Rewrite the data below so that each "Query" becomes "Target", keeping everything else unchanged.

GIVEN DATA:
#####
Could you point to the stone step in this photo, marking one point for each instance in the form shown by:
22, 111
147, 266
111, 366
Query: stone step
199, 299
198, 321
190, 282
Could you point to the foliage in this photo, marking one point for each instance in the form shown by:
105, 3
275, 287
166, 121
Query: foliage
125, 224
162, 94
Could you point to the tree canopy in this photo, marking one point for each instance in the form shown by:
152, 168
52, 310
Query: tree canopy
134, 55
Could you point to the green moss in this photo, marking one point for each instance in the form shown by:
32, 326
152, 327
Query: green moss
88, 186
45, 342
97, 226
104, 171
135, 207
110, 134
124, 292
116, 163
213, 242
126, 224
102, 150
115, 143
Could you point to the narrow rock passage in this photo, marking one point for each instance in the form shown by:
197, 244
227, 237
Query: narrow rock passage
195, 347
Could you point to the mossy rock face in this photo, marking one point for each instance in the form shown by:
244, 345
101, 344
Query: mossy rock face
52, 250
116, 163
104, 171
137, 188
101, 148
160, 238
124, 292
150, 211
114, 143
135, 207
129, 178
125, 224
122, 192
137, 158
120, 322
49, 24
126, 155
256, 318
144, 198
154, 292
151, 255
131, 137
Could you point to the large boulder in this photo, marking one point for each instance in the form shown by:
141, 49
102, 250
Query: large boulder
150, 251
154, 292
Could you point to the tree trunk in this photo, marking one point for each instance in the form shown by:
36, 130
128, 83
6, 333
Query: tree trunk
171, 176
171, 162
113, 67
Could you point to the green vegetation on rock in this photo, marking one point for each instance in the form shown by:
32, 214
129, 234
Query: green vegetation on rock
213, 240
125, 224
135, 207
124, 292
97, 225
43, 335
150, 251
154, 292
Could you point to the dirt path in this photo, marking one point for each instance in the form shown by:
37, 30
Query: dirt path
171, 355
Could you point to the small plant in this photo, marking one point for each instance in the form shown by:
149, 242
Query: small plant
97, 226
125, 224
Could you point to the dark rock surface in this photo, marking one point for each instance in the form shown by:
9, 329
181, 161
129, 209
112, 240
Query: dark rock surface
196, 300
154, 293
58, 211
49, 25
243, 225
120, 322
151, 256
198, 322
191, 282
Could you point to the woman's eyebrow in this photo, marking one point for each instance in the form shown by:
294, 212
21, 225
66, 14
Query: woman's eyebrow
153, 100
#####
THE ANSWER:
Could you point to the stone step in this photo, marking one point for each instance in the form shown by:
22, 111
147, 266
111, 366
Target: stone step
199, 299
198, 321
190, 282
Could you point to the foliage in this photo, marking one point for each instance in the form shown by:
105, 3
275, 287
166, 121
Target: foliage
125, 224
162, 94
Could you point to the tree canopy in this photo, marking one point for each instance in the form shown by:
152, 168
52, 310
Target: tree canopy
134, 55
Could you point to the green moss in this photo, marking one point for each instance in the form shown by:
32, 326
152, 327
Target: green moss
88, 186
45, 342
97, 226
104, 171
135, 207
110, 134
124, 292
116, 163
213, 242
126, 224
102, 150
115, 143
Could you point to the narrow rock passage in this photo, marking one point for each instance in the form shown by:
197, 244
227, 237
Target: narrow rock passage
195, 347
Could you point to the mossy rock face in this photo, marking one point for each instance in the form shown by:
244, 345
101, 344
Target: mossy rock face
52, 250
116, 163
104, 171
137, 188
101, 148
160, 238
124, 292
150, 211
114, 143
135, 207
129, 178
125, 224
122, 192
137, 158
120, 322
49, 24
126, 155
256, 318
144, 198
154, 292
151, 255
131, 137
Could you point to the large boulder in this photo, marking one point for each instance in the form shown by:
141, 49
102, 250
Target: large boulder
150, 251
154, 292
Could you point to the tree trunk in this photo, marking one point for each instance in the form shown by:
36, 130
128, 83
6, 333
Target: tree trunk
171, 176
171, 162
113, 67
Could you point to the green vegetation on rock in this photo, marking one point for each instance in the form shown by:
32, 214
129, 234
Target: green vegetation on rock
213, 240
125, 224
135, 207
124, 292
97, 225
43, 335
150, 251
154, 292
Could you point to the dirt path in this photo, marking one point for each instance in the form shown by:
37, 30
Target: dirt path
171, 355
Could you point to the small plant in this photo, marking one point for each instance in the form shown by:
149, 242
Target: small plant
97, 226
125, 224
Could you point to the dark rock surface in this photo, marking one point for each instance in the form shown by:
9, 329
181, 161
129, 209
112, 240
Target: dark rock surface
196, 300
154, 293
58, 211
49, 25
243, 225
120, 322
151, 256
198, 322
191, 282
Could you point to the woman's eyebrow in this photo, marking one point for each instance in the form shown by:
294, 212
21, 225
66, 14
Target: woman's eyebrow
153, 100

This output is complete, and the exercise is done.